---- Exercise inputs

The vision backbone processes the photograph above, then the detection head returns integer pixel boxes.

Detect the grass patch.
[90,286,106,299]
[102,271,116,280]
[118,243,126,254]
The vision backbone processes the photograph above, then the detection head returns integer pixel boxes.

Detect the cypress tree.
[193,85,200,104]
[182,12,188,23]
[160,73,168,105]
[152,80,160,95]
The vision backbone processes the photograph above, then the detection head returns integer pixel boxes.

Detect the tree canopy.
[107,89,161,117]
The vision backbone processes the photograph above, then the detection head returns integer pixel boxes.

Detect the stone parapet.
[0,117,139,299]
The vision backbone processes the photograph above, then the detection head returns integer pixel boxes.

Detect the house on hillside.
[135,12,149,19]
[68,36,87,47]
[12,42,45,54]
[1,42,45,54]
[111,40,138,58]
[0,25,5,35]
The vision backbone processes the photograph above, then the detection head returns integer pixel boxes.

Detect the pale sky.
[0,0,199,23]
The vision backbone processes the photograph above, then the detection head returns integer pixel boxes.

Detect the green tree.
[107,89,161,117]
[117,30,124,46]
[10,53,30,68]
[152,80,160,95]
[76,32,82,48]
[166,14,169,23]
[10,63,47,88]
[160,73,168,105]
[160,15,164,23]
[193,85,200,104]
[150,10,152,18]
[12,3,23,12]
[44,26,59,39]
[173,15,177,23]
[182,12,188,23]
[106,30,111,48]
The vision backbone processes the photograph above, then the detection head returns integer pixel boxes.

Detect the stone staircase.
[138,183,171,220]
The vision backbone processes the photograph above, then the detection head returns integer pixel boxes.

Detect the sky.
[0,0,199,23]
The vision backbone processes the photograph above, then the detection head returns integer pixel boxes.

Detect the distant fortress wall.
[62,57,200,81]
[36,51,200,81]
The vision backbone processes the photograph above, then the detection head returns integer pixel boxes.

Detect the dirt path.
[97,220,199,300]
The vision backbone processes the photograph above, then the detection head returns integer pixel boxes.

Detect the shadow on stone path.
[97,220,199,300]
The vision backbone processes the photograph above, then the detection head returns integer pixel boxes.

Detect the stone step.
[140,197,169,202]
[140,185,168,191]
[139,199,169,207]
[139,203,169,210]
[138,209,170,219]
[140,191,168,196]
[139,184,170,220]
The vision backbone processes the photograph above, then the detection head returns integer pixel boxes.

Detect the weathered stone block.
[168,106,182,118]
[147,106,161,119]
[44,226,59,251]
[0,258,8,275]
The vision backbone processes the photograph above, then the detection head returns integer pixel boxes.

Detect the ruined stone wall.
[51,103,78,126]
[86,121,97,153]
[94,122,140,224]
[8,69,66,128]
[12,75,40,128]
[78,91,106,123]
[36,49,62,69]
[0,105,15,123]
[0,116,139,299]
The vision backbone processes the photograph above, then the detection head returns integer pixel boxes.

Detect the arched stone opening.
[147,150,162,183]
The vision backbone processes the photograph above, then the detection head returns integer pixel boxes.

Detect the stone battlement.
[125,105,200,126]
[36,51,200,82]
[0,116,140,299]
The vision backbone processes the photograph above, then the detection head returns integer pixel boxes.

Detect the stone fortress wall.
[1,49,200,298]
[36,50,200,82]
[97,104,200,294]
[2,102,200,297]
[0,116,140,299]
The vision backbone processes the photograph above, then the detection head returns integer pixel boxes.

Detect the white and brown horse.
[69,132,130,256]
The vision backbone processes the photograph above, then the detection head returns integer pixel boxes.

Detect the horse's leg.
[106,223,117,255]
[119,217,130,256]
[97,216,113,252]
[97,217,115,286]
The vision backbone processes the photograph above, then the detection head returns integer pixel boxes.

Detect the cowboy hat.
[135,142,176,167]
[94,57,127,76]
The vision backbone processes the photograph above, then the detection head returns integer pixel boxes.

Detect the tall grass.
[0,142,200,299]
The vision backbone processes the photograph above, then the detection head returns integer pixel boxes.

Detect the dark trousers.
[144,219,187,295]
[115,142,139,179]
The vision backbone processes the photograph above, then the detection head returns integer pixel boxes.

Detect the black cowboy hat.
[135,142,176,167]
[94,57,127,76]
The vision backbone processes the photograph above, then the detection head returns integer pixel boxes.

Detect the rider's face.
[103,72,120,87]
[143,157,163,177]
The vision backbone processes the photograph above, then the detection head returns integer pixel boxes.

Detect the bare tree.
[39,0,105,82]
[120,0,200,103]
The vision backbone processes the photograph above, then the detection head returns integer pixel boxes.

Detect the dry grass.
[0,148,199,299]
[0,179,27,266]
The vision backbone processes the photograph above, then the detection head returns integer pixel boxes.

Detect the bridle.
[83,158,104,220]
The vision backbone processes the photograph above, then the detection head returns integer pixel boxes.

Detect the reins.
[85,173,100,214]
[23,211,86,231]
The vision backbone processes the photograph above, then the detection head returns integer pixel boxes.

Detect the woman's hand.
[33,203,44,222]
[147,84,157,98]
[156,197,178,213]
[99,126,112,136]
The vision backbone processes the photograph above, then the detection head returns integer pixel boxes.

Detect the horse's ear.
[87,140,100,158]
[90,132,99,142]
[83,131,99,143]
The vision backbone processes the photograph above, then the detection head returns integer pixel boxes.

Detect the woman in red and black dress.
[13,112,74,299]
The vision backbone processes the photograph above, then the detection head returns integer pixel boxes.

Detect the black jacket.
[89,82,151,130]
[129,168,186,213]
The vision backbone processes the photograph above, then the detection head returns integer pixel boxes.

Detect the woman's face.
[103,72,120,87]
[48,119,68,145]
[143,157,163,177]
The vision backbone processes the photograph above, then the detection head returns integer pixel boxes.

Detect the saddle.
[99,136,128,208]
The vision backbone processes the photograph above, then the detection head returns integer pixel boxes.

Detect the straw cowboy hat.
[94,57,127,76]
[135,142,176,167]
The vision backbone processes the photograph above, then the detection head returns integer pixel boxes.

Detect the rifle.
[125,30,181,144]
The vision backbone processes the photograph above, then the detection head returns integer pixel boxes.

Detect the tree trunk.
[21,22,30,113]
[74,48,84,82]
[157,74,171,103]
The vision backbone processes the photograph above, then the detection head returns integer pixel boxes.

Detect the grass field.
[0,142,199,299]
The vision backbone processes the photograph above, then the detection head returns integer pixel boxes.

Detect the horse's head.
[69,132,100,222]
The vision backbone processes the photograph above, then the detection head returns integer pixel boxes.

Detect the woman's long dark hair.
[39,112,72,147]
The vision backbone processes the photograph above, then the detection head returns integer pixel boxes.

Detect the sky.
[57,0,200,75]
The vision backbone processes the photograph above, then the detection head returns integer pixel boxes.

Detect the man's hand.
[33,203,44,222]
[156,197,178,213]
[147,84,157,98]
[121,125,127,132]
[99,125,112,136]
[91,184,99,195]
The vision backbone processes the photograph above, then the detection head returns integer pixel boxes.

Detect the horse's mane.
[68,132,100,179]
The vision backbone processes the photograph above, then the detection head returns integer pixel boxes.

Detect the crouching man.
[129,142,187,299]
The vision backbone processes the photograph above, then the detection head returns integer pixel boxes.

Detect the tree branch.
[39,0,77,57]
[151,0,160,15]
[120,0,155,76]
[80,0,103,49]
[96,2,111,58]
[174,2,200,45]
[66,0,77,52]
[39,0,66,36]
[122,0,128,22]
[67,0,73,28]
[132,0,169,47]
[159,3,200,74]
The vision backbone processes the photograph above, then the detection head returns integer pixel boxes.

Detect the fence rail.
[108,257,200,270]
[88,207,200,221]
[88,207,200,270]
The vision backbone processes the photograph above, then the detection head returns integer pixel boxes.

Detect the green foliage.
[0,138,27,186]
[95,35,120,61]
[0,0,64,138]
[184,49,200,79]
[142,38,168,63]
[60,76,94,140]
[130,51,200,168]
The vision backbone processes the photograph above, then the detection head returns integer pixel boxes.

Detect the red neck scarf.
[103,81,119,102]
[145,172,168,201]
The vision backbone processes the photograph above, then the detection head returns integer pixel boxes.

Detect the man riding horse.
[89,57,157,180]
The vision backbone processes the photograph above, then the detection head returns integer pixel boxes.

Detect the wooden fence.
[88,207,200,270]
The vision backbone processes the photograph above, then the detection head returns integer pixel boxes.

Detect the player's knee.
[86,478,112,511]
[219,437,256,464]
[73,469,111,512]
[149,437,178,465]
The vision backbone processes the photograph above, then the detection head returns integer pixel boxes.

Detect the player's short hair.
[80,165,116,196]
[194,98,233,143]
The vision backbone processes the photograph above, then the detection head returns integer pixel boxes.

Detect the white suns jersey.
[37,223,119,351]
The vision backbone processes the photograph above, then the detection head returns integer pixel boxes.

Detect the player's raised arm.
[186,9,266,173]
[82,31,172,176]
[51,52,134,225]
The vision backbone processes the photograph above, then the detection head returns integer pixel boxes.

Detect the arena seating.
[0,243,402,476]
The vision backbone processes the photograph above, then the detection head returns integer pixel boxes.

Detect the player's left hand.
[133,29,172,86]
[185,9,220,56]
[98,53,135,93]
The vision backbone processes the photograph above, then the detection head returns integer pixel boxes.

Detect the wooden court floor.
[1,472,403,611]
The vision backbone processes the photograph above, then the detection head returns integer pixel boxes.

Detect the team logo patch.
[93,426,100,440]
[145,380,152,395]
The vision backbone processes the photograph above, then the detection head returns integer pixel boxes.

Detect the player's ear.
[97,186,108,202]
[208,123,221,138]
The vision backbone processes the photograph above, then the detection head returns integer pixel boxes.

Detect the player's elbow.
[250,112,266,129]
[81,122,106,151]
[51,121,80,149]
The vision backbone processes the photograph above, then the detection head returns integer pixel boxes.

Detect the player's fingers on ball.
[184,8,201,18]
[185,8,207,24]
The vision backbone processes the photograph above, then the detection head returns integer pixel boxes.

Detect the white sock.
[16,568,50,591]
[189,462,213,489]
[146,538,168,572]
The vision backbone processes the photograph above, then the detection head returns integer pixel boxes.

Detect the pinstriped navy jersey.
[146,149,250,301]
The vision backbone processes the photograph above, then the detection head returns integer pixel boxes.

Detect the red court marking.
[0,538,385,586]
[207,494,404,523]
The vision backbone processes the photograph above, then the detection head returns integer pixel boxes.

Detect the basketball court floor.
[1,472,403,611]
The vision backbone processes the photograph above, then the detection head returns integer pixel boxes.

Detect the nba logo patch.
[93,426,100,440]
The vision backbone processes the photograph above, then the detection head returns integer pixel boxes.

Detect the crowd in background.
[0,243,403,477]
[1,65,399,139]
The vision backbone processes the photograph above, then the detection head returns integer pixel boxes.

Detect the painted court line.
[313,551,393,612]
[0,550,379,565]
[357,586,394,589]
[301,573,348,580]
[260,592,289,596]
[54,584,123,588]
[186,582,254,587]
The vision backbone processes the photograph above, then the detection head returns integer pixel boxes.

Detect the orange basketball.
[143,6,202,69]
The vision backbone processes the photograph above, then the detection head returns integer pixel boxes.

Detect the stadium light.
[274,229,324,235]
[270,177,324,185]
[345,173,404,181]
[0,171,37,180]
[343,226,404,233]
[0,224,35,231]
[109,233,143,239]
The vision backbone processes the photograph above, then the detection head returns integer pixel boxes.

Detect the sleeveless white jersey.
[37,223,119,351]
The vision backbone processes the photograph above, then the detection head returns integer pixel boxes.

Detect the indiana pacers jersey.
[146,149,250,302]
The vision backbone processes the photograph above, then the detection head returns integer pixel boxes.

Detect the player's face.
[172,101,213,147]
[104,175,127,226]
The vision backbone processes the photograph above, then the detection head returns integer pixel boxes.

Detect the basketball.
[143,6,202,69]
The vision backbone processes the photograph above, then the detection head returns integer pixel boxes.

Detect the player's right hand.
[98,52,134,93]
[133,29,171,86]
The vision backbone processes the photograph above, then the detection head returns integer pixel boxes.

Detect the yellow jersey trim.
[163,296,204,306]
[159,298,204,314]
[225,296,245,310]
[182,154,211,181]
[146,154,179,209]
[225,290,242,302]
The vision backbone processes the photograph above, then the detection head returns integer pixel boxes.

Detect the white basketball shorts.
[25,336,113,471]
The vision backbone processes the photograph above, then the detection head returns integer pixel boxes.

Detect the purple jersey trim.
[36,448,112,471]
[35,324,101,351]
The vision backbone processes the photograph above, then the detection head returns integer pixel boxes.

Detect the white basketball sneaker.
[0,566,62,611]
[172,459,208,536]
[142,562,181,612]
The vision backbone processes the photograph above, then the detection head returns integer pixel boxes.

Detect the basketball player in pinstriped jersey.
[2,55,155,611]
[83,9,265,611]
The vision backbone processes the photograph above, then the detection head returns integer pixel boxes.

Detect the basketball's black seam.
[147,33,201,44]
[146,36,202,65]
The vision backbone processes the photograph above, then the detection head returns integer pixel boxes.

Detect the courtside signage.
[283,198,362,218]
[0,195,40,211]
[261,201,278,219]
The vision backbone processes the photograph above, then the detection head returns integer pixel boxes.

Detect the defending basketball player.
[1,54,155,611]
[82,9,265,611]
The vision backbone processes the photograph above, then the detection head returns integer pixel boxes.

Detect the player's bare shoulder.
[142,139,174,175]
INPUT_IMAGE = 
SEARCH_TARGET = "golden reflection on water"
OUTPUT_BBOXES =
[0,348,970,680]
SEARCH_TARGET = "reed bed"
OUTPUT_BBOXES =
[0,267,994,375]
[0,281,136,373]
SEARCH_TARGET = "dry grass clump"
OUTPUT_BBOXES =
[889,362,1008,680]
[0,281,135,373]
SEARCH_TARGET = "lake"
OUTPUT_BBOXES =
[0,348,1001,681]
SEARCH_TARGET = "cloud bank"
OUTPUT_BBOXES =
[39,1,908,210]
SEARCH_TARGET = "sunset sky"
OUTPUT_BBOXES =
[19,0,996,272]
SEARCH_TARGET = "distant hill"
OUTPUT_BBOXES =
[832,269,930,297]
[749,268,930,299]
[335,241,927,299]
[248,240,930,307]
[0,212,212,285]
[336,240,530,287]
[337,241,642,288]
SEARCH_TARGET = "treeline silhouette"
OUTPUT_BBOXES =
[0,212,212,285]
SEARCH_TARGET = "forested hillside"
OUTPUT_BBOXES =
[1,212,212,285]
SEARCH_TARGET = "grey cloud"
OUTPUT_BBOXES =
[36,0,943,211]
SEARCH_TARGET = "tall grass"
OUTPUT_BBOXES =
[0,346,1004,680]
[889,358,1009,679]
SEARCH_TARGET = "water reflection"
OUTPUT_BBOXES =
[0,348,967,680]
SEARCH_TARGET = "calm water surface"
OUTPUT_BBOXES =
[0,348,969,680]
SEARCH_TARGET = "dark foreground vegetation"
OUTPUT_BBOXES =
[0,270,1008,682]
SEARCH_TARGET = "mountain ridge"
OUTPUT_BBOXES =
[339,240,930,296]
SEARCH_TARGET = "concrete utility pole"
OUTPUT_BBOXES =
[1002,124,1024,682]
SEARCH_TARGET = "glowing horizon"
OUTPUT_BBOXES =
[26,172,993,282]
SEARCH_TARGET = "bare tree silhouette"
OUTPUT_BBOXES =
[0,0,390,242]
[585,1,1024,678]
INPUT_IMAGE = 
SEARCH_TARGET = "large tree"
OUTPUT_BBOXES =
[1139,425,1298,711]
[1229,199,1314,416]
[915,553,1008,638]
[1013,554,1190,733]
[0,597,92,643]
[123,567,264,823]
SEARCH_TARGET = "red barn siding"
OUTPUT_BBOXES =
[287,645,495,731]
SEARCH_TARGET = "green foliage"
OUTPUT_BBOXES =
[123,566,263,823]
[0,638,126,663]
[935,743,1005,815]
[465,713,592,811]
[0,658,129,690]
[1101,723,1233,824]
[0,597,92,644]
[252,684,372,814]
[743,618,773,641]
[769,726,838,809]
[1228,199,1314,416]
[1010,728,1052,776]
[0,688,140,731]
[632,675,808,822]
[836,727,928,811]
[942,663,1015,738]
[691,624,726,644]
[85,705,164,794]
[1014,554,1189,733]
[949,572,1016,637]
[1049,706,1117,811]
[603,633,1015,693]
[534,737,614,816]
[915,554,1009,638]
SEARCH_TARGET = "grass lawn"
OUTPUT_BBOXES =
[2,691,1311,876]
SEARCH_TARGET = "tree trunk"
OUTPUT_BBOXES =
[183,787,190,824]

--------

● **Exercise**:
Across the records above, return every line that contains the word "reflection".

● **Response**:
SEARCH_TARGET = "golden reflection on water"
SEARCH_TARGET = "water reflection"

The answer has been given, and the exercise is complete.